In the Figure S1 we compare the observed cumulative PDF (FWHM_{obs}) and its uncertainty (magenta thin line and shadowed region, respectively) with the predicted cumulative PDF from the model with the highest posterior probability (orange line). The parameters of this model are: *i*_{min} = 19°, *i*_{max} = 45°, FWHM_{mean} = 8,500, FWHM_{std} = 2,150, FWHM_{min} = 4,200 and FWHM_{max} = 30,000. Our model successfully reproduces the observed cumulative PDF. However, a simple normal distribution (turquoise line) is also consistent with the data and cannot be rejected. We also determined the best fit model for a distribution with FWHM_{std} = 0, i.e., effectively a single velocity. This model (dashed blue-line) is able to reproduce the distribution at low values of FWHM_{obs}, but it is unable to account for the distribution at large velocity widths.

First, we tested whether our thin BLR model is successful in reproducing the *f*−FWHM_{obs} distribution seen in the data. In the right panel of Figure 1 we show the predicted bi-dimensional probability density distribution of the virial factor and the observed FWHM_{obs}(Hα) as predicted by the thin BLR model. The Figure includes contours showing 25, 50, 75, and 99% confidence limits contours (black-thin lines) centred around the maximum probability point. We also superposed the data from the right panel of Figure 2 (open-blue circles). The magenta line represents the derived relation *f* = $($FWHM_{obs} (Hα)/4,000 km s^{−1}$)$. The thick yellow line is the median of the *f*−FWHM_{obs} distributions derived using a quantile non-parametric spline regression (COBS, Ng and Maechler, 2007). Analogously, the blue-dashed lines represent the 25, 50, and 75% quantiles of the observational distribution. To obtained these quantiles, for each observed data we randomly generated 1,000 points following the error distributions in *f*_{AD} and FWHM_{obs}(Hα) and then applied the COBS method to characterize the resulting distribution. We can notice that the median (50%-quantile) of the theoretical and observational distributions are in very good agreement. The scattered open-blue circles also show excellent agreement with the the bi-dimensional probability density function from the best model. Explicitly, we find that from our 37 objects, 21% fall inside the central 25% confidence level region, 51% fall inside the 50% confidence level region, 74% fall inside the 75% confidence level region, and 85% fall inside the 99% confidence level region.

......

§ **Short exercise A**:
Answer these questions using the excerpt on the model fits:
(i) What is the value of *i*_{min} in the model with the highest posterior probability?
(ii) What color is the line that shows the simple normal distribution?
(iii) Out of the 37 objects, what percentage fall inside the 50% confidence level region?
The rows that come next have nothing to do with the excerpt.

......

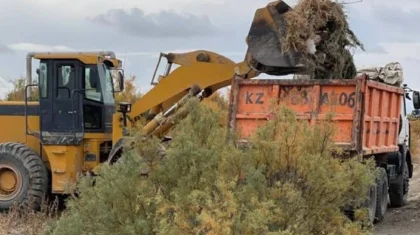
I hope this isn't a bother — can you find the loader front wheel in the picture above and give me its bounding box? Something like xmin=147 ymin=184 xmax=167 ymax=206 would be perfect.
xmin=0 ymin=143 xmax=48 ymax=210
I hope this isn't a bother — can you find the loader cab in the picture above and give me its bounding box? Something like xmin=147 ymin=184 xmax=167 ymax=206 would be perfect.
xmin=32 ymin=54 xmax=123 ymax=145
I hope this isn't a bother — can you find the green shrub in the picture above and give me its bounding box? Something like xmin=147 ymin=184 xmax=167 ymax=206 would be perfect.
xmin=49 ymin=101 xmax=375 ymax=235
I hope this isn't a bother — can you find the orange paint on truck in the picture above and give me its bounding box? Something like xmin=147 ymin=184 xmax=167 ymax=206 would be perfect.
xmin=229 ymin=76 xmax=404 ymax=155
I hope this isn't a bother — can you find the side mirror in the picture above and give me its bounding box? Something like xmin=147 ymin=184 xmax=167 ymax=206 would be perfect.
xmin=413 ymin=91 xmax=420 ymax=109
xmin=118 ymin=71 xmax=124 ymax=91
xmin=111 ymin=69 xmax=124 ymax=93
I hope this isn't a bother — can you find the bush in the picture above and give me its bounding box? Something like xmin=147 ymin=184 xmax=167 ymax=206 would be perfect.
xmin=410 ymin=119 xmax=420 ymax=161
xmin=49 ymin=98 xmax=375 ymax=235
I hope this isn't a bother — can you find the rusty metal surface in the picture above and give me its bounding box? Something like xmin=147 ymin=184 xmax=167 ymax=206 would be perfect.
xmin=228 ymin=75 xmax=403 ymax=155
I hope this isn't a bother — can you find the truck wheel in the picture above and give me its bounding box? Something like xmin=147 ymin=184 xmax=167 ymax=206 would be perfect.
xmin=389 ymin=159 xmax=409 ymax=207
xmin=365 ymin=185 xmax=378 ymax=224
xmin=0 ymin=143 xmax=48 ymax=210
xmin=375 ymin=168 xmax=388 ymax=223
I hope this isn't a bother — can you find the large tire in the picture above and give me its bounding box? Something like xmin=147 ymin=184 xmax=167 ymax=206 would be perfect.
xmin=0 ymin=143 xmax=48 ymax=210
xmin=389 ymin=158 xmax=409 ymax=207
xmin=375 ymin=167 xmax=388 ymax=223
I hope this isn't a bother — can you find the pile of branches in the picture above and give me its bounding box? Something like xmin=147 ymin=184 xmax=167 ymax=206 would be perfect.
xmin=282 ymin=0 xmax=364 ymax=79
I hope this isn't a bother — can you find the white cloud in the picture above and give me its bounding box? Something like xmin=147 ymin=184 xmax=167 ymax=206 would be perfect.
xmin=350 ymin=0 xmax=420 ymax=12
xmin=0 ymin=77 xmax=13 ymax=99
xmin=7 ymin=42 xmax=73 ymax=52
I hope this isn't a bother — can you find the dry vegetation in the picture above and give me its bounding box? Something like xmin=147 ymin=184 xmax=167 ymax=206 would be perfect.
xmin=282 ymin=0 xmax=364 ymax=79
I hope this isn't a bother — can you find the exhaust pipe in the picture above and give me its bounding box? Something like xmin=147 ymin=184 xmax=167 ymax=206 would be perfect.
xmin=26 ymin=51 xmax=116 ymax=99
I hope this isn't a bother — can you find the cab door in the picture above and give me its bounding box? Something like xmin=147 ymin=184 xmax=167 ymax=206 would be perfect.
xmin=40 ymin=60 xmax=83 ymax=145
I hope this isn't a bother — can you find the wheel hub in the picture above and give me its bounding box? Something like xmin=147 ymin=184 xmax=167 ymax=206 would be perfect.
xmin=0 ymin=164 xmax=22 ymax=200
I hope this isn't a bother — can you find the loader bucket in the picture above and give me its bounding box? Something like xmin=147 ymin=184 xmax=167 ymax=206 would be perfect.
xmin=246 ymin=1 xmax=305 ymax=75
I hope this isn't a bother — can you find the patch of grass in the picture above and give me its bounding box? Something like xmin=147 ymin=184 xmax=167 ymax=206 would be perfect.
xmin=48 ymin=101 xmax=375 ymax=235
xmin=0 ymin=198 xmax=58 ymax=235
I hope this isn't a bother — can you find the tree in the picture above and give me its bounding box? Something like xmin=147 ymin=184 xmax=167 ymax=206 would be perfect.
xmin=49 ymin=100 xmax=375 ymax=235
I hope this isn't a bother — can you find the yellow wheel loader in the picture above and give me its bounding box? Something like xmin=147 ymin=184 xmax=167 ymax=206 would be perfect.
xmin=0 ymin=1 xmax=302 ymax=210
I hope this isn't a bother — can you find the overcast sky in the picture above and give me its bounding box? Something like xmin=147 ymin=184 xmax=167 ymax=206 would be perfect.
xmin=0 ymin=0 xmax=420 ymax=109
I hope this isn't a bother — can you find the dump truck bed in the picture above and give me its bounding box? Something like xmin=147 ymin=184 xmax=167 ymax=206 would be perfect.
xmin=229 ymin=75 xmax=404 ymax=155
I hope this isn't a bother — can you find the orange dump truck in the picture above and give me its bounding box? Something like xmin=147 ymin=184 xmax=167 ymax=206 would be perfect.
xmin=229 ymin=75 xmax=420 ymax=221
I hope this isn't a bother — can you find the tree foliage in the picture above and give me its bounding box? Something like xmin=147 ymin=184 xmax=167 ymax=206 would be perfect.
xmin=49 ymin=98 xmax=375 ymax=235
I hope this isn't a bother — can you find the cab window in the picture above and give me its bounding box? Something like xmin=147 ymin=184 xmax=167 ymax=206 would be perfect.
xmin=84 ymin=68 xmax=102 ymax=102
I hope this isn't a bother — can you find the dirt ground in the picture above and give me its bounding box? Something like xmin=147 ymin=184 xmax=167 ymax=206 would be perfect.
xmin=375 ymin=163 xmax=420 ymax=235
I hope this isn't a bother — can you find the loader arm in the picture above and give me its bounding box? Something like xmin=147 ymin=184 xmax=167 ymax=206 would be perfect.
xmin=113 ymin=50 xmax=257 ymax=147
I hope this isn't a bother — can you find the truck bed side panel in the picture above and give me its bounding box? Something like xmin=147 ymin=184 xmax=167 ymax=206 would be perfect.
xmin=229 ymin=77 xmax=402 ymax=155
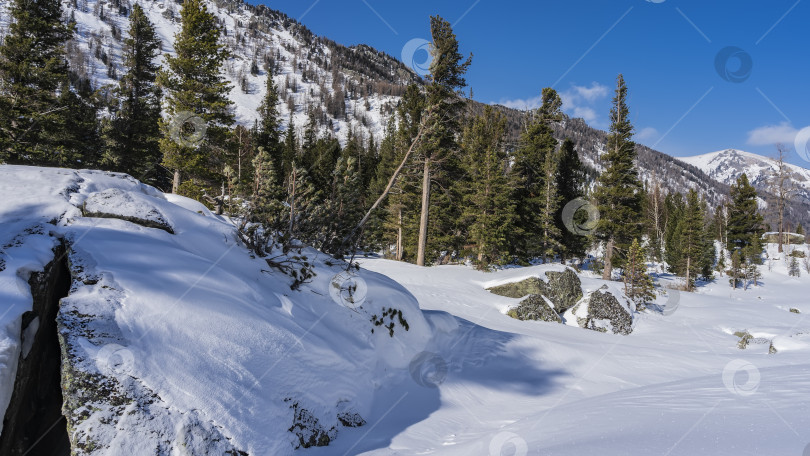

......

§ **Short exercise B**: Rewrite the rows from their start through the line holding "xmin=32 ymin=54 xmax=123 ymax=145", inclusive, as a numbered list, leaving out blank lines and pictures.

§ **Full solution A**:
(i) 19°
(ii) Turquoise
(iii) 51%

§ **Full solution B**:
1. I hope this isn't a bother — can you find the loader front wheel in the picture above and give me its bounding box? Something like xmin=147 ymin=184 xmax=167 ymax=206 would be perfect.
2. xmin=0 ymin=143 xmax=48 ymax=210
3. I hope this isn't a bother — can you find the loader cab in the picture above and give me its bounding box? Something like xmin=147 ymin=184 xmax=167 ymax=206 would be perfect.
4. xmin=32 ymin=54 xmax=123 ymax=145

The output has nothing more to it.